● **Activity**
Please copy the last part of the entries exactly: the line that has "In this photo, where can the man" and every line up to and including the end, nothing more.

--- Entries supplied ---

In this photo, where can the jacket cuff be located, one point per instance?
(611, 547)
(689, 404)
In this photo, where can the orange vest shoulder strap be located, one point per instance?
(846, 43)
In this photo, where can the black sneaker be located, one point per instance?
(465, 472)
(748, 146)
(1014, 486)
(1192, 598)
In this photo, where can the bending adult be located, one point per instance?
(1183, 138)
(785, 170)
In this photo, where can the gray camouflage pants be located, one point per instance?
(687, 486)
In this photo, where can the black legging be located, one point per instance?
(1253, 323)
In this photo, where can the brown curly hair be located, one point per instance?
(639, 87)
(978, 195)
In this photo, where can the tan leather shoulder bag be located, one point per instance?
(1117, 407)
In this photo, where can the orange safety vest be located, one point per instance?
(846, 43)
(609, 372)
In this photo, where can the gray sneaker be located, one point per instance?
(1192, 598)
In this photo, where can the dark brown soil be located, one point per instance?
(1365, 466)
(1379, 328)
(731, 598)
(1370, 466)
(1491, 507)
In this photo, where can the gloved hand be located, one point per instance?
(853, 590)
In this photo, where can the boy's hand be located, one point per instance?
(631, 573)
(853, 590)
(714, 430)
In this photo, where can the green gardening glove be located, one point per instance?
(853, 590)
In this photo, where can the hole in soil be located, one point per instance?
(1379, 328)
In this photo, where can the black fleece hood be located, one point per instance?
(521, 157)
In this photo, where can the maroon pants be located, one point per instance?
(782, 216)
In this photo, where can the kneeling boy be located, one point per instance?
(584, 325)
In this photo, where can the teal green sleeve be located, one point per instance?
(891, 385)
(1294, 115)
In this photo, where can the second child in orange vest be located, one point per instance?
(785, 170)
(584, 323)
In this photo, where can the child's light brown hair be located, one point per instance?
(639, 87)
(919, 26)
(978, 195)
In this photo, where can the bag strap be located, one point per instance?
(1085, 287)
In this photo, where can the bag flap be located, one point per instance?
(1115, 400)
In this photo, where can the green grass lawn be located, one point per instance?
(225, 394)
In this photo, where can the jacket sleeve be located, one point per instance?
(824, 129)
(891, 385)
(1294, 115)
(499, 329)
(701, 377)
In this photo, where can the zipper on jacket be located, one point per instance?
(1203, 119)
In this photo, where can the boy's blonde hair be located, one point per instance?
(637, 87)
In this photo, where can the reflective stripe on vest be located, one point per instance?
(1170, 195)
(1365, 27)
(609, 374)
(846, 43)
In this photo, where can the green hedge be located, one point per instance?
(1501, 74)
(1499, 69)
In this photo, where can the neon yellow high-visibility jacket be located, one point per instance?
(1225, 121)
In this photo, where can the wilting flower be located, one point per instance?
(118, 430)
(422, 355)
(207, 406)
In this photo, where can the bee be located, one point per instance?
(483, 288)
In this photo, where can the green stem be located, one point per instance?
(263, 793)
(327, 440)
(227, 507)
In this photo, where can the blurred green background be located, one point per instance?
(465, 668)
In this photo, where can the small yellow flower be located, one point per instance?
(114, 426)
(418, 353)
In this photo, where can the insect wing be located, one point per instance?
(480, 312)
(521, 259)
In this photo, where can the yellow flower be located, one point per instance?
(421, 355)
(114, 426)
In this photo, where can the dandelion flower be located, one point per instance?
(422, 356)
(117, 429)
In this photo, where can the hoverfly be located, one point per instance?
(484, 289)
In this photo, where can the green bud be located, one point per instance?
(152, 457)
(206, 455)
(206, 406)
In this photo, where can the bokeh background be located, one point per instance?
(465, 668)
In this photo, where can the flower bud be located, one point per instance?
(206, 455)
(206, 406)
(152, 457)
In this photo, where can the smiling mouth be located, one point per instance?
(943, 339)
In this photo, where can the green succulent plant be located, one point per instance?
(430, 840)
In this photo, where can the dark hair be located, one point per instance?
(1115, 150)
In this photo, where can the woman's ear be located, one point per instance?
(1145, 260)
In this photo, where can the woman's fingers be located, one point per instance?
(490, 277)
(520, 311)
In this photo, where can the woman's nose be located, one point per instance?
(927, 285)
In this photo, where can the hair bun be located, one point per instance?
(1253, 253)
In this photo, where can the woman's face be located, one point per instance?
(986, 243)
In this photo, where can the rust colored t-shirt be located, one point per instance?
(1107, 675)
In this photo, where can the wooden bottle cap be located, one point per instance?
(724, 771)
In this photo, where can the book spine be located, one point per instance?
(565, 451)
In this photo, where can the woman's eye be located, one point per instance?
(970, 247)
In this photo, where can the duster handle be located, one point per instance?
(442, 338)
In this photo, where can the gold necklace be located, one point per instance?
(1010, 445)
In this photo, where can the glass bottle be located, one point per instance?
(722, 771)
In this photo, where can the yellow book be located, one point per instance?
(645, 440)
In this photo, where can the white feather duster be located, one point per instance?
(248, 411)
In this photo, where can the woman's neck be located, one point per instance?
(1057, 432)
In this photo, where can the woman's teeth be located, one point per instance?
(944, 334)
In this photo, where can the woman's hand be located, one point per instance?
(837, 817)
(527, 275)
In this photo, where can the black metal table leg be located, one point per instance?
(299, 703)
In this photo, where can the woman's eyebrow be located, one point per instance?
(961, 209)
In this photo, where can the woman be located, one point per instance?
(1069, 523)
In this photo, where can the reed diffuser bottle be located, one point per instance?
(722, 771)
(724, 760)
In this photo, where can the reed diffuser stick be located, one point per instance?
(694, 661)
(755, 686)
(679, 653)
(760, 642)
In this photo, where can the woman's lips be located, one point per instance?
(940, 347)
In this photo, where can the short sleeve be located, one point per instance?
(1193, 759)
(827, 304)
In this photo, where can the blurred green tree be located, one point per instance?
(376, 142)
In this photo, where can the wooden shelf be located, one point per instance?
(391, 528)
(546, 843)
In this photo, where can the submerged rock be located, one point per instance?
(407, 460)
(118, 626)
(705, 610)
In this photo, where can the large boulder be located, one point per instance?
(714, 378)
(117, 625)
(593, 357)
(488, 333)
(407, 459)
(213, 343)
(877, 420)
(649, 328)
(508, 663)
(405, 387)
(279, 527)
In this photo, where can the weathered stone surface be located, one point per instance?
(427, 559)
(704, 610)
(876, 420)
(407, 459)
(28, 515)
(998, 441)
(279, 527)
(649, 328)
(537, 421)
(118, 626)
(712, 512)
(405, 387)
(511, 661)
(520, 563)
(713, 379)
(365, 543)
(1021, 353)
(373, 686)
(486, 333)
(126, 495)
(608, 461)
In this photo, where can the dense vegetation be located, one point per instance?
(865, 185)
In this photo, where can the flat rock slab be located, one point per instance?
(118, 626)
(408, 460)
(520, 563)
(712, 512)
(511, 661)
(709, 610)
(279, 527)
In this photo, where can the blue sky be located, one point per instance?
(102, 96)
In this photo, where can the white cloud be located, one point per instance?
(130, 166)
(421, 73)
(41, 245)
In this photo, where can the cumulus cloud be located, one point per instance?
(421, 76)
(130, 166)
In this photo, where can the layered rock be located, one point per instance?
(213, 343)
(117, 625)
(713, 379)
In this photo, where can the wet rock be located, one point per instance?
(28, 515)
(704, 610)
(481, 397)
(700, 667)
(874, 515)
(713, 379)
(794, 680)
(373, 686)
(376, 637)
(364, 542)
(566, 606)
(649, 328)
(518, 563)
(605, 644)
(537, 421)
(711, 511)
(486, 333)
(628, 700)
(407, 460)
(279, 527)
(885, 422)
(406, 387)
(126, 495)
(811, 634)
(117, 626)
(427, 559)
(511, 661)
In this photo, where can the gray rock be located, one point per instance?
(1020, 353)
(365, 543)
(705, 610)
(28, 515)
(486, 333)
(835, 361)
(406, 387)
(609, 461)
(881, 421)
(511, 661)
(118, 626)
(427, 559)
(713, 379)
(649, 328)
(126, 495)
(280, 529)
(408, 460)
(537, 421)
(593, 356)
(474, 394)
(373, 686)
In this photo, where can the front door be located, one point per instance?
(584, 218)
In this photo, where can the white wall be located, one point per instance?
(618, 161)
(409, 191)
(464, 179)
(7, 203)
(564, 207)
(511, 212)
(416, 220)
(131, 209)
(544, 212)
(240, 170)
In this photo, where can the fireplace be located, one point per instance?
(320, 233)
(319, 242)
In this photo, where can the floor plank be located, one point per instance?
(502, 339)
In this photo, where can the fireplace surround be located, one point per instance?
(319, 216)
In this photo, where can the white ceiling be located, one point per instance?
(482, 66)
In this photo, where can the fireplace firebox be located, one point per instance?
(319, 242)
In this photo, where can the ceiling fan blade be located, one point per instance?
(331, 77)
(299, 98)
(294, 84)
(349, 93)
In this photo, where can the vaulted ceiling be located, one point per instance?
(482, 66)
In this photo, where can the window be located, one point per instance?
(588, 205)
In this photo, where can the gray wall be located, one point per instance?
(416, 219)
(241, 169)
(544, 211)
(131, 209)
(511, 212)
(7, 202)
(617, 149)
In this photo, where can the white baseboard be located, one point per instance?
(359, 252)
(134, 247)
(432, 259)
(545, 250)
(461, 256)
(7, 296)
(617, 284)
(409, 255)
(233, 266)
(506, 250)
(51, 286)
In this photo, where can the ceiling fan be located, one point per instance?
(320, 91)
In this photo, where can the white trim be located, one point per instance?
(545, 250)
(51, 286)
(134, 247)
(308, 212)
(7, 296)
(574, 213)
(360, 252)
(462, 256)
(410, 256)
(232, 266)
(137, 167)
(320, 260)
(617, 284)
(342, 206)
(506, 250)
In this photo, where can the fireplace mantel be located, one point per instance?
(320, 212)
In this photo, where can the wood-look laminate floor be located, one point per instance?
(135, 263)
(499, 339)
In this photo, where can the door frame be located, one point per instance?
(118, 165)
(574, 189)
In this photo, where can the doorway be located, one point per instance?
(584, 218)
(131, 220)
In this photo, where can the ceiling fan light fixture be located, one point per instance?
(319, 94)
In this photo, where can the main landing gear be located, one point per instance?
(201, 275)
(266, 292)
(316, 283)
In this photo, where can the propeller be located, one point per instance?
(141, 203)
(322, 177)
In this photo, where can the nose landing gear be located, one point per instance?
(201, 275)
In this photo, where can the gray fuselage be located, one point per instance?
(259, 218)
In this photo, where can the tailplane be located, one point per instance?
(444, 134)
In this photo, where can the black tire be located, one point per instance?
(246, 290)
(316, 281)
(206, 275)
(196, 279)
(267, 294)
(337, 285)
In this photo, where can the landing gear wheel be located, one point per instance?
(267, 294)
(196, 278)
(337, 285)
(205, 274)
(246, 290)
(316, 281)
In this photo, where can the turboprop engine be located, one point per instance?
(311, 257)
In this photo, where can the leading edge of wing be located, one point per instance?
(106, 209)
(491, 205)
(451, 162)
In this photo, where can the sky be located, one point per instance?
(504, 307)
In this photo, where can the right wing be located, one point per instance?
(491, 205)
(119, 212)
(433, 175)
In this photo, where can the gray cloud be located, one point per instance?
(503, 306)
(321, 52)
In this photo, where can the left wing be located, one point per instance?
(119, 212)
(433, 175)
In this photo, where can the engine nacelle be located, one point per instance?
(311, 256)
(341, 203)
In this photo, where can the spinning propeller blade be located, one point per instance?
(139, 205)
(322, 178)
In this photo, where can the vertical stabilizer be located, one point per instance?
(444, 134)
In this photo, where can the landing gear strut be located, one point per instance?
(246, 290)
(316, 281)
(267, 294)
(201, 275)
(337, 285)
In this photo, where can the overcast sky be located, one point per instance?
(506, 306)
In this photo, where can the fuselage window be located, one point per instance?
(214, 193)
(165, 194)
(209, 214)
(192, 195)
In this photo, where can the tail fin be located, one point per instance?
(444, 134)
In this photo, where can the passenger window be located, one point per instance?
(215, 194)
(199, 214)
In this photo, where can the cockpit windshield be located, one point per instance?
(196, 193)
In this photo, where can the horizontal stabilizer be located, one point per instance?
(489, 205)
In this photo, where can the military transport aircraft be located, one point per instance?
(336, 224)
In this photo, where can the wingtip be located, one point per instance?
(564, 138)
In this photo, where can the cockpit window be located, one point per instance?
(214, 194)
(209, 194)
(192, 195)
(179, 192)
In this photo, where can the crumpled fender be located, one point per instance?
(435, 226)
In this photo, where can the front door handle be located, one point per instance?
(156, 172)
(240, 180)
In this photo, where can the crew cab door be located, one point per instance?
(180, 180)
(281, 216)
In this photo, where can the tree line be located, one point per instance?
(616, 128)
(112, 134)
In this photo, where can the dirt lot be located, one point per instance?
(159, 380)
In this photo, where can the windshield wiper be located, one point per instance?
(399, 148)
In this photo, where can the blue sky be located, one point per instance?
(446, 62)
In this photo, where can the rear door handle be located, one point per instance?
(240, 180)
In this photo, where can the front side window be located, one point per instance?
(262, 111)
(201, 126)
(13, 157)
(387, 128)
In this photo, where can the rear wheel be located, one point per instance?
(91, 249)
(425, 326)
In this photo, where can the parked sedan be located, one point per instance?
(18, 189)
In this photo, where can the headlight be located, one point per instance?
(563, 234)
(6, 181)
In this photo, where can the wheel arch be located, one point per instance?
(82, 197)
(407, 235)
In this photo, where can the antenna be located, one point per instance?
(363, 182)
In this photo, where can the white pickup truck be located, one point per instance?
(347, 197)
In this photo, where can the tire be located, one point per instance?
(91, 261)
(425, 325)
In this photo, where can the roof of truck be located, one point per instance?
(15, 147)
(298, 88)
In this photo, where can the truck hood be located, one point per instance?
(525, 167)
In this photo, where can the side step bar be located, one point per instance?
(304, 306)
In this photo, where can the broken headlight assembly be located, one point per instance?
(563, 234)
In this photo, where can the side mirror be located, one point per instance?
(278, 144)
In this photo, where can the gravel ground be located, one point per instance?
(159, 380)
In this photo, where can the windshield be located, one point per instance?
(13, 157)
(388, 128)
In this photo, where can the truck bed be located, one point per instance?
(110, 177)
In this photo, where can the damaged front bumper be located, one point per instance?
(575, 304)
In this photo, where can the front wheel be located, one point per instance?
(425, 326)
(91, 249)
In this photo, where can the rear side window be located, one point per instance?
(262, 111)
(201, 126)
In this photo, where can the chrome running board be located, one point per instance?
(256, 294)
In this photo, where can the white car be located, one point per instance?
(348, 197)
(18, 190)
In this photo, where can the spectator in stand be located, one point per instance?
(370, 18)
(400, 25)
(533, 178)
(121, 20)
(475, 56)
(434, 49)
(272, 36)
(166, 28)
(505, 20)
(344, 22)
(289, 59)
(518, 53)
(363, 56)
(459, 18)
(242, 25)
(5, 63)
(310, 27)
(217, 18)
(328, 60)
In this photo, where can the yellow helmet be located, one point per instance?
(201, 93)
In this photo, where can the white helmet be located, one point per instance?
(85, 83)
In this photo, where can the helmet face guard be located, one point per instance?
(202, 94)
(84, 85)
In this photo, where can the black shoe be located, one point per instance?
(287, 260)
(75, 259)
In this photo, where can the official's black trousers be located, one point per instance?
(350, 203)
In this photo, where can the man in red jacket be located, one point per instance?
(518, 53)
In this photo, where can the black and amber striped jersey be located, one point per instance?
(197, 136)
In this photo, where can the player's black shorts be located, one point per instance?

---

● **Result of this task**
In this photo, where can the man in red jacket be located, one point per instance?
(518, 53)
In this photo, where can the black and amber striped jersey be located, one point per instance?
(197, 136)
In this photo, where can the player's black shorts be located, one point per instance?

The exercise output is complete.